**Exercise objective**
Extract the line that contains "the front bumper" and every line after it to the end of the records below, exactly as written and nothing else.

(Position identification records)
·····
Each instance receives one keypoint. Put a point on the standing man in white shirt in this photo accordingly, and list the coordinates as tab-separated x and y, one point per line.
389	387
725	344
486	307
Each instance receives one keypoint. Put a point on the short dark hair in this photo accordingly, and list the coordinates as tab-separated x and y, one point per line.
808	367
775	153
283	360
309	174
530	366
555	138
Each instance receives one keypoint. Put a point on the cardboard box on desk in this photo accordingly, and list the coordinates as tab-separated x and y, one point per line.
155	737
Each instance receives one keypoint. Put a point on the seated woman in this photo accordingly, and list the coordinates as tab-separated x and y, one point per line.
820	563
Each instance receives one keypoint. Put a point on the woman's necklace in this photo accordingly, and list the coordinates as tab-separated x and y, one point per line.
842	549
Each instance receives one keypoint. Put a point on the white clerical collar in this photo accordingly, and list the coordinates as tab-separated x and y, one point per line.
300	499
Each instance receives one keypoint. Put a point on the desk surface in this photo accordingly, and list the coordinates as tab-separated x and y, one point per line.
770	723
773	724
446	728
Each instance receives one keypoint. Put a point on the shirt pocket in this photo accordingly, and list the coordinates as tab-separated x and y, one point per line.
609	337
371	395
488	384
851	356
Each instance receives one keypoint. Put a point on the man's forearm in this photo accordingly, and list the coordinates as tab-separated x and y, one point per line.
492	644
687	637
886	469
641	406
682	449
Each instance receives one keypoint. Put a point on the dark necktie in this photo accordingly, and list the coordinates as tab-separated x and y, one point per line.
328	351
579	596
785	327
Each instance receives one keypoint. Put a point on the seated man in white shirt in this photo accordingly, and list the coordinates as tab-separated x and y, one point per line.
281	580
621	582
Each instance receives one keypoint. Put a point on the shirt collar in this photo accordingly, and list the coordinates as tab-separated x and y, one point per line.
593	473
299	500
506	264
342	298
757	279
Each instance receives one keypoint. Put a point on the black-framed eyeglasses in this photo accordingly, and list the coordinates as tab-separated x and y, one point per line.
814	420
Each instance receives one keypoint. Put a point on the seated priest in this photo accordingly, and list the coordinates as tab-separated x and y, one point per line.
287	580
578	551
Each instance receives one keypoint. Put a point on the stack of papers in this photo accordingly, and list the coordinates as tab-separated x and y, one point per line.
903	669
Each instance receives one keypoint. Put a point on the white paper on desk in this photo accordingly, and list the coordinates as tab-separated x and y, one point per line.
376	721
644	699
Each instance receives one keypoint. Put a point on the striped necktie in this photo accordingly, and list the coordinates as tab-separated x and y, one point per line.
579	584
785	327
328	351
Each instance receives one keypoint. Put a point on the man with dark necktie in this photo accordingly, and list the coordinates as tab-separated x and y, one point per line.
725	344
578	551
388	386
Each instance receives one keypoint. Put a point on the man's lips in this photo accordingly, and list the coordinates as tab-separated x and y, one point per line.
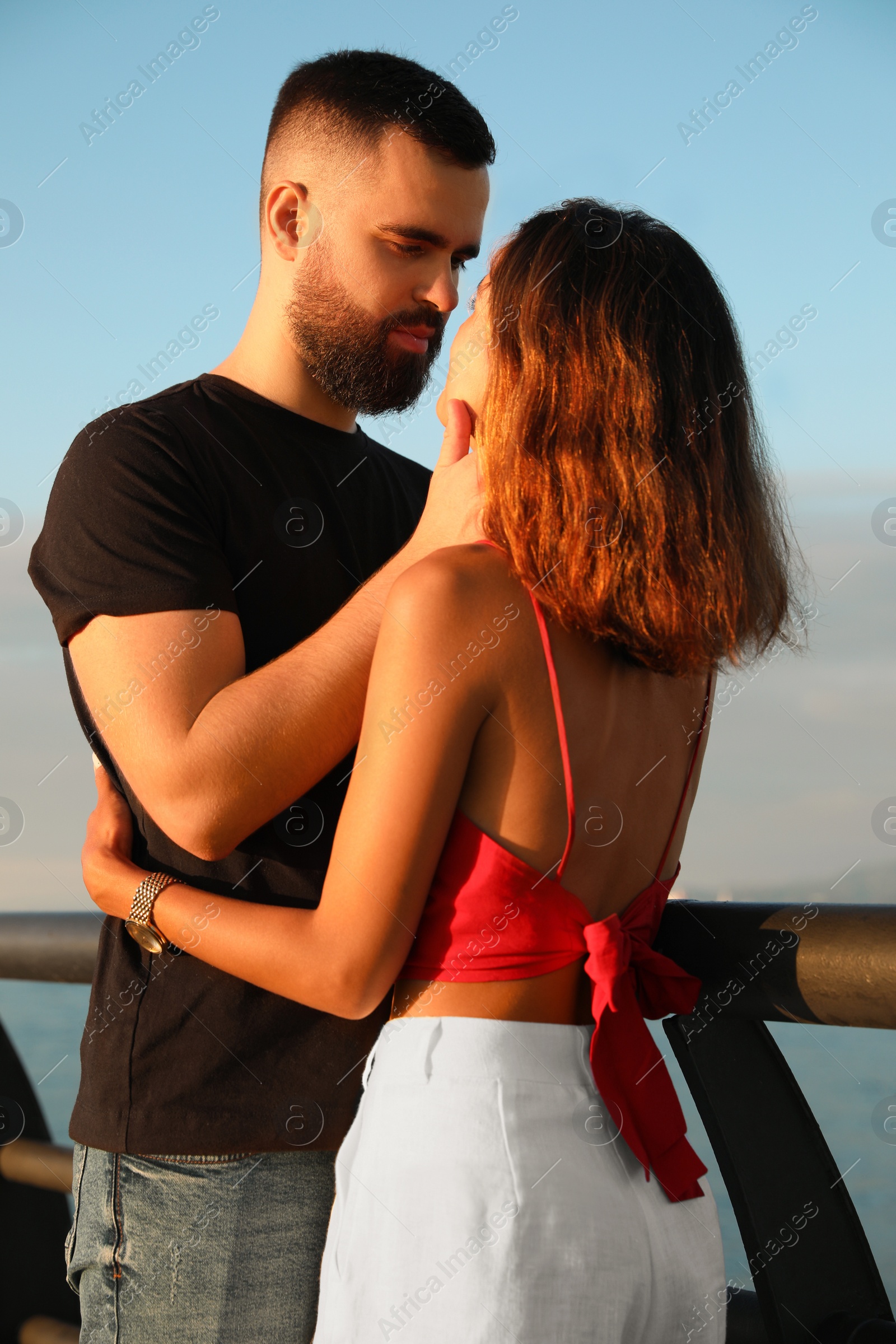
413	338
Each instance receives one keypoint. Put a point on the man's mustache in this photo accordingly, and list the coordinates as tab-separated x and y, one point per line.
418	318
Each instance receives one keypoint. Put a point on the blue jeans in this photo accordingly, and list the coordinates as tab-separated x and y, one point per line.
198	1250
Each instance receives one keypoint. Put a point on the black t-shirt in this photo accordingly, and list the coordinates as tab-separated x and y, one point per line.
209	496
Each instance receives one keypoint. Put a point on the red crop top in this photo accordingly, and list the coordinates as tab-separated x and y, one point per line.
491	916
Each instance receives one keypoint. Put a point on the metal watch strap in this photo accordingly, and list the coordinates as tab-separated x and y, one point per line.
146	898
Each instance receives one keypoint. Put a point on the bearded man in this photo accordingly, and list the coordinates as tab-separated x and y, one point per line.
217	561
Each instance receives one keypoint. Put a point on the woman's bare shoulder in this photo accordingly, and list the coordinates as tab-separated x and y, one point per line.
457	584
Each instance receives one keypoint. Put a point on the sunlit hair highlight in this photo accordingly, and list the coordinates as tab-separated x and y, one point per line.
624	465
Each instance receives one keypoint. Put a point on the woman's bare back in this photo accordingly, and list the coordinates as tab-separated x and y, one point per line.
632	736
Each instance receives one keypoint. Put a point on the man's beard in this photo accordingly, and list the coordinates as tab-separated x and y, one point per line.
347	351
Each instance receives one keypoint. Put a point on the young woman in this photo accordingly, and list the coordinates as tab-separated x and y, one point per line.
535	725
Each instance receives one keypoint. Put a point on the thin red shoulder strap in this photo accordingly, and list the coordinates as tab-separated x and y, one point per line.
684	792
562	730
558	714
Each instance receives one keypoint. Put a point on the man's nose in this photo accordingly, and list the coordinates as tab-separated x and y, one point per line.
440	291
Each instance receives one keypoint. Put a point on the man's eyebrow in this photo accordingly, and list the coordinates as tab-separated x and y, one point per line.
428	236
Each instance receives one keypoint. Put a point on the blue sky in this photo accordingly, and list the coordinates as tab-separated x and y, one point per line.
125	239
153	220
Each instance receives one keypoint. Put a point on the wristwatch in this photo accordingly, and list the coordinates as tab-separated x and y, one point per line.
139	922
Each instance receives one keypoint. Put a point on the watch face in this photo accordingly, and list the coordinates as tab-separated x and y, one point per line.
144	936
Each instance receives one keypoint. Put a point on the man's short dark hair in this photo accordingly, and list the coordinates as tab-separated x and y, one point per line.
359	93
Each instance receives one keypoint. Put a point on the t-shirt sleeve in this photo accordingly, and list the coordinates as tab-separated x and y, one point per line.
130	528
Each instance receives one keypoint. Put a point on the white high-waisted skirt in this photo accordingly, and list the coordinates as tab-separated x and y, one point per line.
483	1197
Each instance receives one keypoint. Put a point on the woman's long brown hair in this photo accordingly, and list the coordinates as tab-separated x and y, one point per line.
624	464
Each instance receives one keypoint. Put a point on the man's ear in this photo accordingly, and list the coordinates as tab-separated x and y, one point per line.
292	220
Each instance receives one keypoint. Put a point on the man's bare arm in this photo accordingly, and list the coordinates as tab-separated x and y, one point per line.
213	753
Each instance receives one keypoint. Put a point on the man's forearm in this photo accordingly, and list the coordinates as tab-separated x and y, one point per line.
268	738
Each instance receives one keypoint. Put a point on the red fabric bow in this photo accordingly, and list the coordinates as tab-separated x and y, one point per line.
633	982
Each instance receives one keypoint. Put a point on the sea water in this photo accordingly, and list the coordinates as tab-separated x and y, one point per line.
844	1072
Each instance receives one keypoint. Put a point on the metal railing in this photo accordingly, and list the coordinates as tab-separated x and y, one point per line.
824	964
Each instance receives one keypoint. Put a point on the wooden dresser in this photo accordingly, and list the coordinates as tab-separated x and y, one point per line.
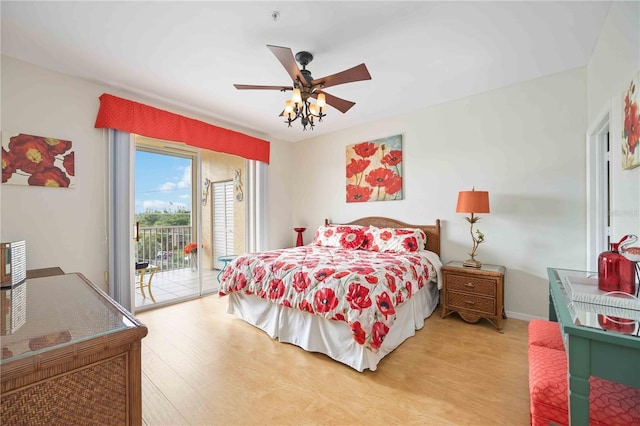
70	355
474	293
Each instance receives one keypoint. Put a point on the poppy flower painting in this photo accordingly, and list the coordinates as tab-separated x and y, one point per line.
631	126
37	161
374	170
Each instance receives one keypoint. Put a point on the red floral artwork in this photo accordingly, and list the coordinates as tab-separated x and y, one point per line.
37	161
631	126
374	170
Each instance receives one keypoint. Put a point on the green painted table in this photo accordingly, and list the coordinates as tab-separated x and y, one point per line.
592	350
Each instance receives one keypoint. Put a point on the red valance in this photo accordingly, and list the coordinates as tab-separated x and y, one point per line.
133	117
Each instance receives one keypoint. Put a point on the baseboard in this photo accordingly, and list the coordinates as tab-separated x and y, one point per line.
521	316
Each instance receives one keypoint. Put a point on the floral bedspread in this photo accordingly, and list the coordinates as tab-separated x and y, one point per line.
360	287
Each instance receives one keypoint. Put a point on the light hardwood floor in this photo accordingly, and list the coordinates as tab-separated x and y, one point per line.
202	366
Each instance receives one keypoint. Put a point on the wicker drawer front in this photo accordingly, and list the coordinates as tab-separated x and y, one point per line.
471	302
473	285
95	395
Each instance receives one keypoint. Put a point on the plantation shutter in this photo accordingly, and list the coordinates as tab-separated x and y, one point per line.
222	221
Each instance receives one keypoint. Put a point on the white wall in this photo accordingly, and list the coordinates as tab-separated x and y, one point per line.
524	144
68	227
614	62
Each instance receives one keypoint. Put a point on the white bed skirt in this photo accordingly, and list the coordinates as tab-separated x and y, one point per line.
333	338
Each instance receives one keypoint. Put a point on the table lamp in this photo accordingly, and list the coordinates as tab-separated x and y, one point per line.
473	202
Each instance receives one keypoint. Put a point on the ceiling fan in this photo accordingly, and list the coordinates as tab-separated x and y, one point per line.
305	87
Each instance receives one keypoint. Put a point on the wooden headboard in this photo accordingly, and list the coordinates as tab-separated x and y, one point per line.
432	231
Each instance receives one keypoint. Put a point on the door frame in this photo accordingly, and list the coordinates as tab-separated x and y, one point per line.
598	178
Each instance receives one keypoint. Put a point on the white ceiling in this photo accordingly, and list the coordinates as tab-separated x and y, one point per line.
189	54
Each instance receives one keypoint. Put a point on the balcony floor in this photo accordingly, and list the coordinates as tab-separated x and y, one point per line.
176	285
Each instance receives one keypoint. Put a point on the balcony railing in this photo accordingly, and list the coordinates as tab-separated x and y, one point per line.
163	246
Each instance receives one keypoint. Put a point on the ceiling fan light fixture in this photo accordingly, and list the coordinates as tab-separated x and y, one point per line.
296	97
307	103
322	101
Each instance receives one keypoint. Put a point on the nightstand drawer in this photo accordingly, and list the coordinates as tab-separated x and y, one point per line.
471	302
471	284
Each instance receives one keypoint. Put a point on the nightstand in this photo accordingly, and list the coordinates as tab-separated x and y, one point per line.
474	293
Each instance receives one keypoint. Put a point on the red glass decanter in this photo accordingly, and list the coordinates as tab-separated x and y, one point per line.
615	272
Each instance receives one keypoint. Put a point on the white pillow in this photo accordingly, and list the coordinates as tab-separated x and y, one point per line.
398	240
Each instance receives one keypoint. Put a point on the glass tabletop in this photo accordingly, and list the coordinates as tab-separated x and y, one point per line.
590	307
43	313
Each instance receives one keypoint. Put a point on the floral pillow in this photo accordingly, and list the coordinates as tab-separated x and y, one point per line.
344	236
399	240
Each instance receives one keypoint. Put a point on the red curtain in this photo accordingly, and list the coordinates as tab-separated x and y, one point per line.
133	117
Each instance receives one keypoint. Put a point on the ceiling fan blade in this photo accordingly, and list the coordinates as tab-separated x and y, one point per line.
357	73
250	86
285	56
340	104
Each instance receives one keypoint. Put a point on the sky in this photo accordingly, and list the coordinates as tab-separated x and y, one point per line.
162	182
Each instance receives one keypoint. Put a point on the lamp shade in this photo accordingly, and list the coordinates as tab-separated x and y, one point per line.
473	202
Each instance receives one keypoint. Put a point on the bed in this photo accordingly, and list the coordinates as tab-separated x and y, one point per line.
354	294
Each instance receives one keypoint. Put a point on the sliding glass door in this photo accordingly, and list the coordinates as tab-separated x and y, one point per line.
166	218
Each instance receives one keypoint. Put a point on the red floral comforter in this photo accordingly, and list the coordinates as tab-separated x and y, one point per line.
361	287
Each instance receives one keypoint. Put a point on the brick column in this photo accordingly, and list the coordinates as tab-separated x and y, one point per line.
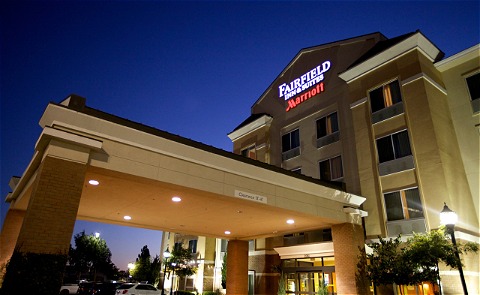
48	224
237	267
347	238
8	238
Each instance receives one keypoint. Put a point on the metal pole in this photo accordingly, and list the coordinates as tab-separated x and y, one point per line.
460	268
163	283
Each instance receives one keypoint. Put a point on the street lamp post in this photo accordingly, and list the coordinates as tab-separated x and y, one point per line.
449	218
173	272
166	254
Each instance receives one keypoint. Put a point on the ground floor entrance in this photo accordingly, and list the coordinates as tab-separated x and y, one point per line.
309	276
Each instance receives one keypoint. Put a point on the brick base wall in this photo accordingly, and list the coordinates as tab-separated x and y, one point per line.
347	238
237	267
50	218
266	280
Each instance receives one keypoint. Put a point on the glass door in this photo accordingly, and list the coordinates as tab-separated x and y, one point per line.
310	282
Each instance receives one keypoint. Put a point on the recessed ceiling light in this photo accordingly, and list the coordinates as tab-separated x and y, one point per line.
93	182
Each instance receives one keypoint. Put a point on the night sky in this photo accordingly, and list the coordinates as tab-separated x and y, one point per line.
189	68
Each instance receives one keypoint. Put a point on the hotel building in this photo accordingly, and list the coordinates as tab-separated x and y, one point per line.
354	139
386	119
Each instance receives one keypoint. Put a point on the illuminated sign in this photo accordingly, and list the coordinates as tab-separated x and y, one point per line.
294	92
250	197
304	96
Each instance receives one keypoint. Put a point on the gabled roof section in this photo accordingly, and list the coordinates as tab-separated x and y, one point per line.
252	123
388	50
379	47
78	104
249	120
377	35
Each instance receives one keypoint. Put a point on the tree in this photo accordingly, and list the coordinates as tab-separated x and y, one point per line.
412	262
427	250
91	255
146	268
181	262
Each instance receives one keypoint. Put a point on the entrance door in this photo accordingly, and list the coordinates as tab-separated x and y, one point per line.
309	282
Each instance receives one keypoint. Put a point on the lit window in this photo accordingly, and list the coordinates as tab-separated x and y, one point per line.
297	170
249	152
385	96
291	144
327	125
192	245
393	146
473	83
403	204
291	140
331	169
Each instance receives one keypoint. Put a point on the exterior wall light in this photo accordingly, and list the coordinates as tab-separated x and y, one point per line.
448	218
93	182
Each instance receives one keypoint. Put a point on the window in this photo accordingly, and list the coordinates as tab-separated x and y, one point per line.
291	144
403	204
249	152
327	130
297	170
393	146
192	245
327	125
291	140
331	169
473	83
385	96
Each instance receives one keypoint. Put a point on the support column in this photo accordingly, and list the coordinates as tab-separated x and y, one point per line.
43	242
8	238
237	267
52	210
347	238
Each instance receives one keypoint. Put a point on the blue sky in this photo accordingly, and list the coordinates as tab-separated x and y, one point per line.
192	68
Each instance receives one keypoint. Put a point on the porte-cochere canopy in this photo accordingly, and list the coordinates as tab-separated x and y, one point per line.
140	169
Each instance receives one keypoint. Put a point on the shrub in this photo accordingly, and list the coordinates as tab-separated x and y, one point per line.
42	273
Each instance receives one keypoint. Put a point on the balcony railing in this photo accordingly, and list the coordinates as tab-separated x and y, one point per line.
290	153
388	112
328	139
406	227
396	165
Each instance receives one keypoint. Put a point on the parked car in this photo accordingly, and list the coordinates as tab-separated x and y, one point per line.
97	288
137	289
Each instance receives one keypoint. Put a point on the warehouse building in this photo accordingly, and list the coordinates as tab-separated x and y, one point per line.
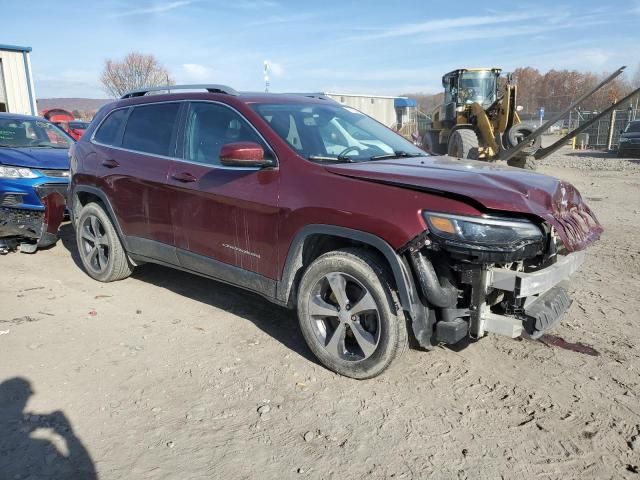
398	113
16	81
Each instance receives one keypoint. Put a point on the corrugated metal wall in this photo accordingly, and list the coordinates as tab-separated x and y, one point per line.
16	82
380	108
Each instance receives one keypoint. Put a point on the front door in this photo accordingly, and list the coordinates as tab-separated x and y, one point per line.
225	218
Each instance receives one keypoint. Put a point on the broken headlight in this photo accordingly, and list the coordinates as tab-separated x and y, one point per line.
483	232
16	172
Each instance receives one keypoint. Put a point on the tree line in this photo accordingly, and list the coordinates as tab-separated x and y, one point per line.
554	90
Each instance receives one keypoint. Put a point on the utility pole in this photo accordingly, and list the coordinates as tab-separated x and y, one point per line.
267	69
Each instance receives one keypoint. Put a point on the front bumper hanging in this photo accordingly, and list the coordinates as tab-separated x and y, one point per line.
546	300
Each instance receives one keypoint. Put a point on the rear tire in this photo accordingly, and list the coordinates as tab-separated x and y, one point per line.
349	315
463	143
101	252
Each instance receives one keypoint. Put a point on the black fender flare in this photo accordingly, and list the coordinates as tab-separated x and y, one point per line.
407	292
105	200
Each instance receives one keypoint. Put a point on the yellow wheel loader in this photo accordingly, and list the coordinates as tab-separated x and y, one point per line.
479	119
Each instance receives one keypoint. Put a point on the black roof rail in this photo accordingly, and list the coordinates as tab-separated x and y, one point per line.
211	88
319	96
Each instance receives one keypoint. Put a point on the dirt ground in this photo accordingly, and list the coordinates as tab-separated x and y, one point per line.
167	375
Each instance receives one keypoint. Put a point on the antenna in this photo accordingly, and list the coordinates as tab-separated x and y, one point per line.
267	69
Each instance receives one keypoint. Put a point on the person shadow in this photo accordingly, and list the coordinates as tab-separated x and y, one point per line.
38	446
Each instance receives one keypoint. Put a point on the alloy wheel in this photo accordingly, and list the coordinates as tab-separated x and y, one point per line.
94	245
344	317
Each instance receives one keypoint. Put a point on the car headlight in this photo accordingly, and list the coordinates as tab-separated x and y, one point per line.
484	232
16	172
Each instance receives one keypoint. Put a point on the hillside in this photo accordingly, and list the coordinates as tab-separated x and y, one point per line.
·····
**Expected output**
Each instance receives one keypoint. Put a point on the front bumper hanging in this photo accordingly, and list the coordinates as tab-separated x and y, one point per line.
546	300
Each instance receives one keypoint. Put a point on the rear tire in this photo accordingly, and list the coordinates as tab-separated x and y, one point per line.
349	315
463	143
101	252
Each instance receives one keypoint. Put a point on the black fender flare in this photo accordingly, and list the coordinates as tab-separated x and y, one point per line.
407	292
105	200
Each instance receives one keypoint. Put a point on the yellow wheel loader in this photo accordingly, and list the coordinates as tab-separated x and y, one point per line.
479	119
Each instance receives one keypoint. Put a point on the black roof rail in this photo accordingly, and list the coordinates as tab-separated x and y, one point per line.
211	88
319	96
Each instance receives one keypoint. Put a point on the dirt ground in this photo accordingly, and list the coordinates as tab-separated x and y, one point per line.
167	375
Each instance receives one keypoint. Put a point on the antenna in this photo accordingly, and list the coordinates as tab-separated x and y, one point per line.
267	69
Each instance receives one keypoint. Put a point on the person shadow in this photo accordingly, and list the coordinates as tab-separated x and y, one point per line.
38	446
Each instance receives one keypoint. Put a point on the alloy wheel in this photo accordingly, and list the coordinates as tab-separated x and y, one point per line.
94	245
344	317
Each instance receives one keypoint. Put a point on the car headlight in this photo accordingly, and list the coordinates as tab-separated x and y, one point per line.
484	232
16	172
Each instance receives one keypoint. Put a point on the hillside in this photo accordingly, and list the coordinates as tab-separated x and y, one point per line.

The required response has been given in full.